Copy, in full, each line of the material that holds the word "medical".

[DATA FOR REVIEW — start]

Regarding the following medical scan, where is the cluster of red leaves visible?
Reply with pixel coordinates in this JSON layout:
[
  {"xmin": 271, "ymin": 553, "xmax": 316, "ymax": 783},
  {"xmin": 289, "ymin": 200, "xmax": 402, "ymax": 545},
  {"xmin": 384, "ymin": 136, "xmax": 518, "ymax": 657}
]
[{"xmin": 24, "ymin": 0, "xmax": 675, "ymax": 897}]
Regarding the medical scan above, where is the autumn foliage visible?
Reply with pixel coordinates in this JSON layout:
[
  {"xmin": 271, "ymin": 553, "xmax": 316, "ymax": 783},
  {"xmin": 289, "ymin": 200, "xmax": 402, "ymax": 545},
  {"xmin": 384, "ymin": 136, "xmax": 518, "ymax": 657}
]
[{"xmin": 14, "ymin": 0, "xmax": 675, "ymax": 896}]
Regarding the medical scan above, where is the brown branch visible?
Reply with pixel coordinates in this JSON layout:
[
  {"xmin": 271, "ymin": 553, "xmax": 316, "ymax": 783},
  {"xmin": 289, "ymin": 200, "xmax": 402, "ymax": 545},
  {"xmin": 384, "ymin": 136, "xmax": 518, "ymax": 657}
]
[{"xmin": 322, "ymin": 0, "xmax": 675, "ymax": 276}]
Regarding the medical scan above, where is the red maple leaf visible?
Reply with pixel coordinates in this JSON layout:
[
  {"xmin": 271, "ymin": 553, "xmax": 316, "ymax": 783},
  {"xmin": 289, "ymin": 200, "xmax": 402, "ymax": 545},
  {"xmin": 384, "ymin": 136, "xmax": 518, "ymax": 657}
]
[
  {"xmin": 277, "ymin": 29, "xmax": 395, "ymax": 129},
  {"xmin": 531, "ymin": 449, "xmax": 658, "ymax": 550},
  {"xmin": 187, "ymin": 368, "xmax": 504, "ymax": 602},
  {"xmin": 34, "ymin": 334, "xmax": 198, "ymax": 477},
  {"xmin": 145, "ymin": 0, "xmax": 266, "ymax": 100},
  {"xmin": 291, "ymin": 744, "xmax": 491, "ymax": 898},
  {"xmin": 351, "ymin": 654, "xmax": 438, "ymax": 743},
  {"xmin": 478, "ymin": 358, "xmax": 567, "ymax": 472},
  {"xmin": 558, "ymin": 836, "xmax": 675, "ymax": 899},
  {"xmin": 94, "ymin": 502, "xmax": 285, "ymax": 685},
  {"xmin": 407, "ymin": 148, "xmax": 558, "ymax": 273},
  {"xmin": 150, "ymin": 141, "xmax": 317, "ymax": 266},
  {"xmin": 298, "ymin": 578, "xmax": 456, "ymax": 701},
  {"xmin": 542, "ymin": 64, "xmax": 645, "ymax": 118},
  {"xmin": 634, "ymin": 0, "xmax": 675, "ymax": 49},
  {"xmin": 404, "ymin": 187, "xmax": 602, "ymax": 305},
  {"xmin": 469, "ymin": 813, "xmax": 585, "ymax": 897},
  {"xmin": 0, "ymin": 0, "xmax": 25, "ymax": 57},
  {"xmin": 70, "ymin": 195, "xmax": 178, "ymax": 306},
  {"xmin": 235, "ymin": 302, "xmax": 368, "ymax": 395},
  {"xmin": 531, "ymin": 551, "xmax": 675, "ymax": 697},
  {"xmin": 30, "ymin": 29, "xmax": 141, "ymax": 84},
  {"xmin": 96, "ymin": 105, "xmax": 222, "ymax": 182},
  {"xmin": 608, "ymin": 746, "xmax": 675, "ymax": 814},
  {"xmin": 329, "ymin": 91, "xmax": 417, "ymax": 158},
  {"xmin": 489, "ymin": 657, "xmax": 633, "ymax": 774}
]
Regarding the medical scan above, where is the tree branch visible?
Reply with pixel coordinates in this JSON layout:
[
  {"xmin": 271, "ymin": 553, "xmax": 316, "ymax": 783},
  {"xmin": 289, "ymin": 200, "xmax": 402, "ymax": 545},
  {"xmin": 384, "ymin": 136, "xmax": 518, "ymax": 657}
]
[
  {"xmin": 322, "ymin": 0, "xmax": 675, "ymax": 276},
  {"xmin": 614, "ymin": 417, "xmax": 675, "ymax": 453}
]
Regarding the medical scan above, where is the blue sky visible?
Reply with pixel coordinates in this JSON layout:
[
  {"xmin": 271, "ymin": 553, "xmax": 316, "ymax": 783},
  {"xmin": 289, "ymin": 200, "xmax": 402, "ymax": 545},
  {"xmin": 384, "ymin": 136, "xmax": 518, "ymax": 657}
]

[DATA FOR REVIEW — finish]

▸ **RESULT**
Regarding the following medical scan, where is the cluster of red leaves visible?
Regarding the medical scan above, where is the autumn foliage visible?
Regarding the medical scan above, where is the brown branch visible?
Regarding the medical scan above, where is the red maple leaf visible?
Regarding the medical scan above, where is the tree branch visible?
Regarding the medical scan above, where is the blue sky visible?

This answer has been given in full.